_Lista de tarefas_
1. Resume em duas frases o excerto sobre a exposição dos faraós.
2. Com base no excerto sobre a exposição dos faraós, explica por que razão Ramsés II ficou conhecido como Ramsés, o Grande.
3. Transcreve do excerto sobre a exposição dos faraós o trecho entre "À entrada, além" e "e um faraó.", inclusive.

_Excerto para ler_
____

À entrada, além do mais famoso dos faraós, encontramos – do lado esquerdo – uma tapeçaria provavelmente produzida em França para o palácio de Luís XIV, prova de que, até ao século XIX, o conhecimento acerca da civilização do Nilo se baseava apenas na Bíblia e na historiografia grega e romana. Faraós e outras figuras egípcias eram então representados com trajes, acessórios e até penteados semelhantes aos usados pelos imperadores romanos. A cena, uma das mais famosas do Antigo Testamento, retrata o confronto entre Moisés e um faraó.
O faraó da Bíblia não tem nome, mas personifica uma percepção acerca dos reis e rainhas do Egipto que foi sendo contrariada ao longo do tempo, à medida que figuras como Tutankhamon, mas também Khufu, Nefertiti, Ramsés e Cleópatra, renasceram na narrativa da História. Os próprios faraós procuraram fazer perdurar o seu nome no tempo, como prova uma mesa em pedra, de uso quotidiano, com inscrições dos nomes de diferentes reis e rainhas. A partir desta peça, que nos leva finalmente até ao Antigo Egipto, o percurso proposto segue uma ordem cronológica. “É esta a verdadeira antiguidade que abre a exposição”, revela João Carvalho Dias.
“Somos muito sortudos por termos aqui esta antiguidade verdadeiramente única, uma mesa de oferendas, na qual a família dos mortos ou os sacerdotes colocavam, geralmente, comida. Este conjunto de cartelas, que se encontra em toda a volta da mesa e na sua superfície, lista toda a sucessão de reis ao longo de dois mil anos. São os predecessores de Ramsés II [o terceiro faraó da 19.ª dinastia]”, esclarece Mougenot, conservador de cerâmicas no Palais des Beaux-Arts de Lille, em França. “[Esta peça] prova a existência de uma memória dos reis que governaram durante séculos e séculos", remata.
O legado egípcio foi perpetuado também através de construções colossais, algumas usadas como túmulos, como aconteceu com as pirâmides, marcos na paisagem plana do vale do Nilo. Entre os reis que as mandaram construir destaca-se Ramsés II. Foi responsável por instituir o seu próprio culto, por erguer maravilhas maravilhas como Karnak e Abu Simbel e por mandar gravar o seu nome em quase todos os monumentos construídos durante o seu reinado – a estátua de Sekhmet, a deusa com cabeça de leoa, construída no tempo de Amenhotep III, o pai de Akhenaton, é um exemplo. Como faraó que mais anos reinou, mais mandou construir e mais prole gerou, Ramsés II ficou conhecido como Ramsés, o Grande, e serviu de exemplo aos seus sucessores: os nove seguintes assumiram o seu nome ao ascender ao trono.

____

_Material_
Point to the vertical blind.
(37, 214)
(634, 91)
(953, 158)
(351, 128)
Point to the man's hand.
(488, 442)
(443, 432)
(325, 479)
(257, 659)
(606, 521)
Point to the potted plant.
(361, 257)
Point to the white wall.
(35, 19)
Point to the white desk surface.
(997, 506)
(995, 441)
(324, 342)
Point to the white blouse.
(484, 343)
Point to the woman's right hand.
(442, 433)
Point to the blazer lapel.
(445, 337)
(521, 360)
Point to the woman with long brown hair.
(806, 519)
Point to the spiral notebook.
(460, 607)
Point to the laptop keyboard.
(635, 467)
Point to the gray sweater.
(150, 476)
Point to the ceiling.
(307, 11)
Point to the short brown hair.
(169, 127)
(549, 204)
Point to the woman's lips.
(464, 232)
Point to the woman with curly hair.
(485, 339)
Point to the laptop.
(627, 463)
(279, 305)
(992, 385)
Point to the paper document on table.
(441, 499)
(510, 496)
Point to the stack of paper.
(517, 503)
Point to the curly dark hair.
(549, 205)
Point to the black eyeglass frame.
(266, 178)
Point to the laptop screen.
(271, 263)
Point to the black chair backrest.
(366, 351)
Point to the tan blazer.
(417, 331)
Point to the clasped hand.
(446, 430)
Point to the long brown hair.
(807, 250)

____

_Lista de respostas_
1. O percurso da exposição abre com uma tapeçaria, provavelmente francesa, que prova que, até ao século XIX, o conhecimento sobre o Egipto se baseava apenas na Bíblia e na historiografia grega e romana. A partir de uma mesa de oferendas com os nomes de reis de dois mil anos, o percurso segue uma ordem cronológica e destaca Ramsés II, que gravou o seu nome em quase todos os monumentos do seu reinado e serviu de exemplo aos seus sucessores.

2. Ramsés II ficou conhecido como Ramsés, o Grande, por ter sido o faraó que mais anos reinou, mais mandou construir e mais prole gerou.

3.
À entrada, além do mais famoso dos faraós, encontramos – do lado esquerdo – uma tapeçaria provavelmente produzida em França para o palácio de Luís XIV, prova de que, até ao século XIX, o conhecimento acerca da civilização do Nilo se baseava apenas na Bíblia e na historiografia grega e romana. Faraós e outras figuras egípcias eram então representados com trajes, acessórios e até penteados semelhantes aos usados pelos imperadores romanos. A cena, uma das mais famosas do Antigo Testamento, retrata o confronto entre Moisés e um faraó.